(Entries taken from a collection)
** START **

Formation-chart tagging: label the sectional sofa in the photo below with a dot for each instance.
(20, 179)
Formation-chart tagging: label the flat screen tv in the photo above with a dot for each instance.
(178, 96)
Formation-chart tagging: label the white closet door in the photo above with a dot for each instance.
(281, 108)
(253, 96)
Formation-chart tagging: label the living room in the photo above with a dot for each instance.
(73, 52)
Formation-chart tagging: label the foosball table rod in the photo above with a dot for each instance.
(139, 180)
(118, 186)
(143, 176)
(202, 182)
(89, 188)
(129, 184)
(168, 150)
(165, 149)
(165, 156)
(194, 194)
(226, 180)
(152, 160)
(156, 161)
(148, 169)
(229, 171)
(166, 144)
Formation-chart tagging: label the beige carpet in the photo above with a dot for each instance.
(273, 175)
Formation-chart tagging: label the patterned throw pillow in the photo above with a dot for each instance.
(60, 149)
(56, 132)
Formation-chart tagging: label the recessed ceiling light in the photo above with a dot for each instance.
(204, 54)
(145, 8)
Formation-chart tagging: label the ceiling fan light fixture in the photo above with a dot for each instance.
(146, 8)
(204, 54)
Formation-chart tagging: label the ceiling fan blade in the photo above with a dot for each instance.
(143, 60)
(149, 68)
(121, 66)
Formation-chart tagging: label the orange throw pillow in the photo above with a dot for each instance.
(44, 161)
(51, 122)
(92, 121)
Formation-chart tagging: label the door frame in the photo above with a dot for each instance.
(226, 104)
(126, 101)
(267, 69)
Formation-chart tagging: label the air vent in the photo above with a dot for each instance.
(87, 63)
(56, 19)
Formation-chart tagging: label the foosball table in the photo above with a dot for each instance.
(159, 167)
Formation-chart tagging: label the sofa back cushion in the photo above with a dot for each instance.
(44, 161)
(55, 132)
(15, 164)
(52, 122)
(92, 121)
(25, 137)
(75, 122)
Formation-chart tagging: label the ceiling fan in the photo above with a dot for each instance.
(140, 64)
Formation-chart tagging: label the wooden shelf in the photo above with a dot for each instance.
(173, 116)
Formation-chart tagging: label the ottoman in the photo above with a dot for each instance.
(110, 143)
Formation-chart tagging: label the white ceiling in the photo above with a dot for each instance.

** END **

● Set exercise: All of the entries should be written out again exactly.

● Task response:
Formation-chart tagging: label the sectional sofa in the photo below with a dot for each instance.
(20, 179)
Formation-chart tagging: label the flat screen tv in the photo above with a dot for each instance.
(178, 96)
Formation-chart tagging: label the white closet door in the photo above with a dot for each instance.
(281, 108)
(253, 96)
Formation-chart tagging: label the living room in the photo above with a dot for each instance.
(73, 52)
Formation-chart tagging: label the foosball table rod in the photo above with a dot for each instance.
(139, 180)
(118, 186)
(143, 176)
(202, 182)
(89, 188)
(129, 184)
(168, 150)
(165, 149)
(165, 156)
(194, 194)
(226, 180)
(152, 160)
(156, 161)
(148, 169)
(229, 171)
(166, 144)
Formation-chart tagging: label the beige carpet in the photo above with a dot for each instance.
(273, 175)
Formation-chart tagging: label the patterned throw pillow in the photo above with a dot for each instance.
(60, 149)
(56, 132)
Formation-chart tagging: label the recessed ceiling light in the photo above with a dot for each instance.
(204, 54)
(145, 8)
Formation-chart tagging: label the ceiling fan light fixture in the photo above with a dot for each instance.
(146, 8)
(204, 54)
Formation-chart tagging: label the ceiling fan blade in the photo above with a dot for each instance.
(143, 60)
(149, 68)
(121, 66)
Formation-chart tagging: label the orange throw pillow in the photo above with a dot for each instance.
(44, 161)
(51, 122)
(92, 121)
Formation-chart tagging: label the door frame in the photo above with a dot for each instance.
(226, 104)
(126, 101)
(267, 69)
Formation-chart tagging: label the air vent in the photo above with a dot for each instance.
(87, 63)
(56, 19)
Formation-chart tagging: label the foosball table in the photo above with a dot for each instance.
(159, 167)
Formation-chart tagging: label the sofa back cushion in the photo above with a dot for each instance.
(44, 161)
(55, 132)
(15, 164)
(52, 122)
(92, 121)
(25, 137)
(75, 122)
Formation-chart tagging: label the ceiling fan in the photo above with a dot for each instance.
(140, 64)
Formation-chart tagging: label the wooden shelf in the photo above with a dot for each instance.
(173, 116)
Formation-chart tagging: label the ottoman in the photo above with a dot for each instance.
(110, 143)
Formation-chart tagging: label the white ceiling in the photo above with a dot for each instance.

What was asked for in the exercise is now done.